[SUPPLIED PASSAGE — start]

OBSTACLES
to a
DIAGNOSIS
There are many obstacles to a timely diagnosis. The diagnosis of exclusion can take weeks or even months. Insurance or a physician that is not knowledgeable in diagnosing an autoimmune encephalitis. It can be a challenge!
Some Obstacles You May Encounter
What are some of the primary obstacles to receiving a timely diagnosis?
Nonspecific findings in HE: Patients with HE can have standard imaging, EEG and lab results within normal range.
Gap between personal and statistical normal: Patients who start with an above-average level of cognitive functioning may not sound markedly abnormal in a short clinical session with a stranger, even after significant losses.
Gap between clinical and real world impairment: A patient can perform adequately on a standard mental state examination but suffer real-world impairments that lead to loss of jobs, relationships and homes.
Assessment for frontal lobe impairment: Many patients report symptoms consistent with frontal love impairment (e.g., inappropriate behavior, unusual apathy), but are not screened for frontal lobe issues.

[SUPPLIED PASSAGE — finish]

**YOUR GOAL:** Carry on the piece about obstacles to diagnosing autoimmune encephalitis from its final point on frontal lobe screening, adding further obstacles in the same style.

[RECORD EXTRACTS — start]

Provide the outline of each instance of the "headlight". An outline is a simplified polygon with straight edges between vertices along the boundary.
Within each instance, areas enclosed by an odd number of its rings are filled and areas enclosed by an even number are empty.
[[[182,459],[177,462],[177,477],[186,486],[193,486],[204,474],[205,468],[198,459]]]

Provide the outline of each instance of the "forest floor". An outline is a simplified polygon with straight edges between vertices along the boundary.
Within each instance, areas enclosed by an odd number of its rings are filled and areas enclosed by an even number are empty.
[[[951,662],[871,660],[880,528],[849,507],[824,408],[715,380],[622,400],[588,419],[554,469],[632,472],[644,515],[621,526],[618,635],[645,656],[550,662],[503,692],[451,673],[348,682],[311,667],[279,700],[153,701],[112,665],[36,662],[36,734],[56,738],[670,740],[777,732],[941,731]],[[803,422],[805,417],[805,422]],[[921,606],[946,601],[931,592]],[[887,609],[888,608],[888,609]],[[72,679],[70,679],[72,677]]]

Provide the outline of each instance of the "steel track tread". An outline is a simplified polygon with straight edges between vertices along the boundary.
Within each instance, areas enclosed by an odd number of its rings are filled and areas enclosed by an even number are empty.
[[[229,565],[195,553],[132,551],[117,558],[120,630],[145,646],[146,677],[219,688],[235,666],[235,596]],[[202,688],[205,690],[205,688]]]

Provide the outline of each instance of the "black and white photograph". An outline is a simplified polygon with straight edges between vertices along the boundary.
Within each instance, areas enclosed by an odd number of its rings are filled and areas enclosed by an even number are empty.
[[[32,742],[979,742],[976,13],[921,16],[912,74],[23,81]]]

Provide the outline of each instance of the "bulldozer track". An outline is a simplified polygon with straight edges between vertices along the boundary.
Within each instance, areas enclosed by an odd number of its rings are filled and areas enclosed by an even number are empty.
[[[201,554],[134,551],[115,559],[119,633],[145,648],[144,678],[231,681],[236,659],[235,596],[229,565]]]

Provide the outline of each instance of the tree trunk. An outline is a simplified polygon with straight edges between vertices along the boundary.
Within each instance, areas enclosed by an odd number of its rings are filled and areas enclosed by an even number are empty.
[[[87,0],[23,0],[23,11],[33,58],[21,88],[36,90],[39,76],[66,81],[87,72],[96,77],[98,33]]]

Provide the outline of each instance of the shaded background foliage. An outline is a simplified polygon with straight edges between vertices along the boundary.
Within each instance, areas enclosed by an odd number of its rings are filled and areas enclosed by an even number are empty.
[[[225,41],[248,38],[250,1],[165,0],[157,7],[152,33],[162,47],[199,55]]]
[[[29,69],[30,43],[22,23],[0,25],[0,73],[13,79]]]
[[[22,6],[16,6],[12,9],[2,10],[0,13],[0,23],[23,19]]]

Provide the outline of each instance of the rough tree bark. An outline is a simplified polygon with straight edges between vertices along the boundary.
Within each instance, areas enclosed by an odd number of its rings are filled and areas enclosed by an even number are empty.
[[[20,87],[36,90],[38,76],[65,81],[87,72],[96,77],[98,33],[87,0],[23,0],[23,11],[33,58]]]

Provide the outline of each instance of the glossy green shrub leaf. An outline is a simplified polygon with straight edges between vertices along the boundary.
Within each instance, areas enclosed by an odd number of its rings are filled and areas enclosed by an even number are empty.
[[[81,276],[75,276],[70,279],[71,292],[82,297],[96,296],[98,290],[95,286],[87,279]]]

[RECORD EXTRACTS — finish]

**RESPONSE TO THE EXERCISE:**
Lack of standardized diagnostic criteria: There is no lab test that definitively confirms a patient has HE, and diagnostic criteria and clinical presentation described in the literature vary. Case studies often highlight unique or severe elements of HE rather than milder or more common aspects, and there is a shortage of large multi-case summaries.
Likelihood of heterogeneity of HE: Patients currently diagnosed with HE may turn out to have different antibodies causing their symptoms. They may have known brain-reactive antibodies for which they were not tested, or may have as-yet unidentified brain-reactive antibodies, not to mention other cerebrovascular or inflammatory issues.
Extensive "rule out" list: Exhaustive testing is rarely feasible to do all at once. In addition to ruling out a long list of potential "new" illnesses, doctors must validate that no "old" illnesses are responsible for a patient's symptoms.
Variance in treatment response: People respond differently to treatment. If an empirical course of immunotherapy is given and the response is not definitive, there are no firm criteria for when to attempt a higher dose, longer duration or alternate immunotherapy, or when to conclude the patient's condition is not autoimmune. Given the potential side effects of the immunomodulatory medications, this is an important consideration.
Overlap with psychiatric and emotional conditions: Patients' emotional state may impact their credibility with medical providers. They and their families may well be frustrated and frightened by the symptoms and loss of function. Patients may also display paranoia, altered personalities, and/or impaired emotional self-regulation due to the illness itself.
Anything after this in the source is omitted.